Why the high figures of sex-work migrants in Edo State, Nigeria? Considerations for social work practice
Amidst interventions poised to curb sex-work migration and human trafficking in Edo State of Nigeria, figures are still on the high side. The roles played by certain factors seem not to have been effectively integrated into these interventions. The general inadequacy of social work expertise contributes in no little amount to the underachievement of existing interventions. The article underscores these factors in 5 typologies, while arguing the importance of social work to the entire remedial process. Scientifically, it borrows ideas from the Capability Approach to make causal explanations, while relying on reviews of relevant literature for knowledge.
Nigeria accounts for top contributions to international sex-work (National Commission for Refugees, Migrants and Internally Displaced Persons [NCFRMI], 2017), with trafficking of women a major channel (International Organization for Migration [IOM], 2018). The figure of sex-work migrants in Italy alone, is put at 11,009 persons as at 2016, which is an increase from 439 in 2013. Edo State in Nigeria, among the country’s 37 federating units, accounts for most prevalent occurrences of trafficking vis-à-vis sex-work migration. Odorige (2016) claims that 85% of Nigerian sex-workers in Europe originated or migrated from Edo State. IOM (2018) puts the figure at over 60%.

CHECK YOUR UNDERSTANDING ::
[A] Condense the paragraph of the article on sex-work migration from Edo State that begins "Nigeria accounts for top contributions" into a bulleted list that keeps its main facts.
[B] Translate this sentence from the article on sex-work migration from Edo State into Spanish: "The general inadequacy of social work expertise contributes in no little amount to the underachievement of existing interventions."
[C] List every distinct source that the article on sex-work migration from Edo State cites with a year in parentheses.
The items that follow have no connection to the article above.

EXTRACTED MATERIAL ::
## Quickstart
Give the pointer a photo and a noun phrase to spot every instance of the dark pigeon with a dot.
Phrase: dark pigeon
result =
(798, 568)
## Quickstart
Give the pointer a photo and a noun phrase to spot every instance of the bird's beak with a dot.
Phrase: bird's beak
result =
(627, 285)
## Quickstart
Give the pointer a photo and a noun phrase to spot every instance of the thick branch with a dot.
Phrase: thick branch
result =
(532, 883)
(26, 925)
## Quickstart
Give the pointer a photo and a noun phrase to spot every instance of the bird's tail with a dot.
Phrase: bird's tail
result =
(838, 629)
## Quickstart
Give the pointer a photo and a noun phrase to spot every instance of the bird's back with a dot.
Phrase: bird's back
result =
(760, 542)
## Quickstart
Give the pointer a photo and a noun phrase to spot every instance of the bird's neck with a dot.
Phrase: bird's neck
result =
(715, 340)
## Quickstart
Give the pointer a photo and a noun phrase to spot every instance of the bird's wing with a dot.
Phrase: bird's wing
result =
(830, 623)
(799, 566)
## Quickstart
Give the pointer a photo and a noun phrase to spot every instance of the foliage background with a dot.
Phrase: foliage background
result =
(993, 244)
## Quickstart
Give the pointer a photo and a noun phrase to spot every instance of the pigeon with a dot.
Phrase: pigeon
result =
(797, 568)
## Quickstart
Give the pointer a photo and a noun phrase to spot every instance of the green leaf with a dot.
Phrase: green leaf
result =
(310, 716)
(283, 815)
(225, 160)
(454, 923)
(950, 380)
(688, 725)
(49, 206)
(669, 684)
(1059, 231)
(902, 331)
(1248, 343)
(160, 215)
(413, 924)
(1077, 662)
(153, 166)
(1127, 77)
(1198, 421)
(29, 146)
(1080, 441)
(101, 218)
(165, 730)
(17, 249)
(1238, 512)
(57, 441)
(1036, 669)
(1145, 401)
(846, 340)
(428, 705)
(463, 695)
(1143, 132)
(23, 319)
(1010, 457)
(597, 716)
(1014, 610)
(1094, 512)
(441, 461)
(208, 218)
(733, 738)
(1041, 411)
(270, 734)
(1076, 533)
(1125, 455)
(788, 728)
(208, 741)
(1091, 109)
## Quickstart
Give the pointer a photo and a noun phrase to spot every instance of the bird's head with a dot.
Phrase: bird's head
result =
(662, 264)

SOLUTION LIST ::
[A]
- Nigeria is among the top contributors to international sex work, and trafficking of women is a major channel (NCFRMI, 2017; IOM, 2018).
- Sex-work migrants in Italy rose from 439 in 2013 to 11,009 in 2016.
- Edo State, one of Nigeria's 37 federating units, has the most trafficking and sex-work migration.
- Odorige (2016) says 85% of Nigerian sex workers in Europe came from Edo State. IOM (2018) puts the share at over 60%.

[B] La insuficiencia general de conocimientos especializados en trabajo social contribuye en no poca medida al bajo rendimiento de las intervenciones existentes.

[C]
- National Commission for Refugees, Migrants and Internally Displaced Persons (NCFRMI), 2017
- International Organization for Migration (IOM), 2018
- Odorige, 2016